Tasks and exercises
- 1) Print the stretch of the essay on art as model from "Plenty of shows" through "spring 2007 exhibitions.", unchanged.
- 2) Answer these about the essay on art as model:
(a) What title did Yve-Alain Bois give a book?
(b) What event does Dumbo hold every fall?
(c) Which two artists' coverage was updated following their spring 2007 exhibitions?
- 3) Extend the essay on art as model beyond its final sentence.

Text block

Miniature Worlds: Art as ModelJohn Haber
in New York City
Gallery-Going: Art and Craft in 2003
Amid the storm called postmodern criticism, Yve-Alain Bois titled a book Painting as Model. He meant a model as in hard science, as an inquiry into reality. An older generation had sought painting for its visual truth or physical presence. Bois looked largely at Modernists, such as Piet Mondrian and Barnett Newman, but he place them in a world driven by theory. "What," he asked (quoting, appropriately enough, still another critic), "does it mean for a painter to think?"
Plenty of shows since then have taken model more literally, like the product of an excruciatingly hard modeling kit. What, they might be asking instead, does it mean for a painter to create? It can get awfully finicky, but like a model airplane, it can also take wings.
Once fine art stood in opposition to craft and commercial arts. These days, it can seem, every artist is emulating that eccentric uncle still trying to finish his house of toothpicks. More and more, artists have turned to craft media or painstaking models. Consider "Art Under the Bridge," Betty Woodman, Danny Goodwin, David Opdyke, Anita Glesta, and James Casebere, to name but a few.
They require a fresh look at some hot and heavy arguments over art versus craft. Note: as a follow-up, I have updated the take on Opdyke and Casebere, thanks to their spring 2007 exhibitions.
Every fall, Dumbo holds "Art Under the Bridge"—a cross between open studios, a block party, and a walk in the park. It helps make the unforgiving task of selling oneself as an artist a little less formidable. As for the task of actually discovering new artists, one can always give up and join the party. The food has its limits. Still, as with summer sculpture "Between the Bridges," the view of Manhattan is hard to beat.

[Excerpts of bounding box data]

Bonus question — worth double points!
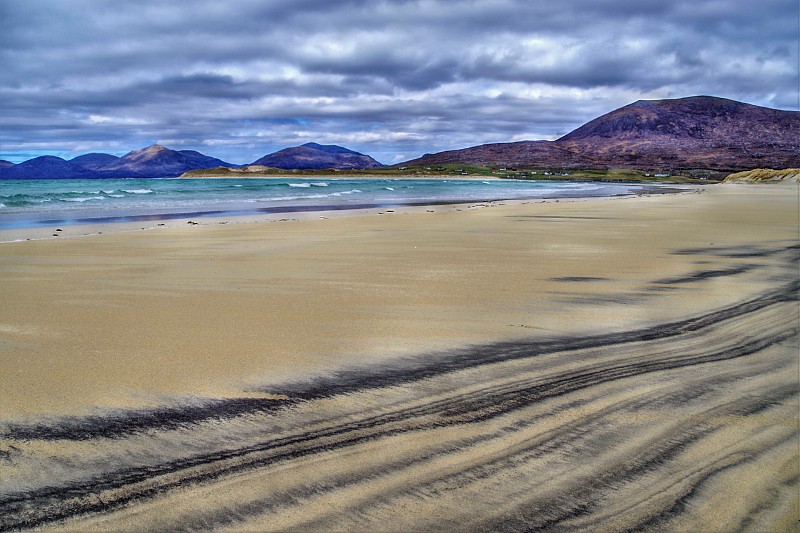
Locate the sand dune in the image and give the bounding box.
[0,185,800,531]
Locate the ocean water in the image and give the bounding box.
[0,177,652,229]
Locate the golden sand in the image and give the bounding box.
[0,184,800,531]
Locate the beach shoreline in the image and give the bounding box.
[0,184,800,530]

Answers in order
- 1)
Plenty of shows since then have taken model more literally, like the product of an excruciatingly hard modeling kit. What, they might be asking instead, does it mean for a painter to create? It can get awfully finicky, but like a model airplane, it can also take wings.
Once fine art stood in opposition to craft and commercial arts. These days, it can seem, every artist is emulating that eccentric uncle still trying to finish his house of toothpicks. More and more, artists have turned to craft media or painstaking models. Consider "Art Under the Bridge," Betty Woodman, Danny Goodwin, David Opdyke, Anita Glesta, and James Casebere, to name but a few.
They require a fresh look at some hot and heavy arguments over art versus craft. Note: as a follow-up, I have updated the take on Opdyke and Casebere, thanks to their spring 2007 exhibitions.

- 2)
(a) Painting as Model
(b) "Art Under the Bridge"
(c) David Opdyke and James Casebere

- 3)
In 2002, the weekend had a centerpiece—a thirty-foot-high pillar of bananas. Talk about art as like slipping on a banana peel. This year, toward the fringes, an artist assembled a thousand Twinkies. Talk about art as commercialism. Meanwhile, in the Brooklyn neighborhood's oldest gallery, an artist covered the ceiling with a thousand empty trash bags, all gently waving in the breeze.
On the last day in 2002, the crowd had a feeding frenzy. This year, they must instead have witnessed a meltdown. At least they had trash bags to help to clean up after the mess. Either way, art is getting obsessive. As with those bags, one does not need a weatherman to tell which way the wind blows.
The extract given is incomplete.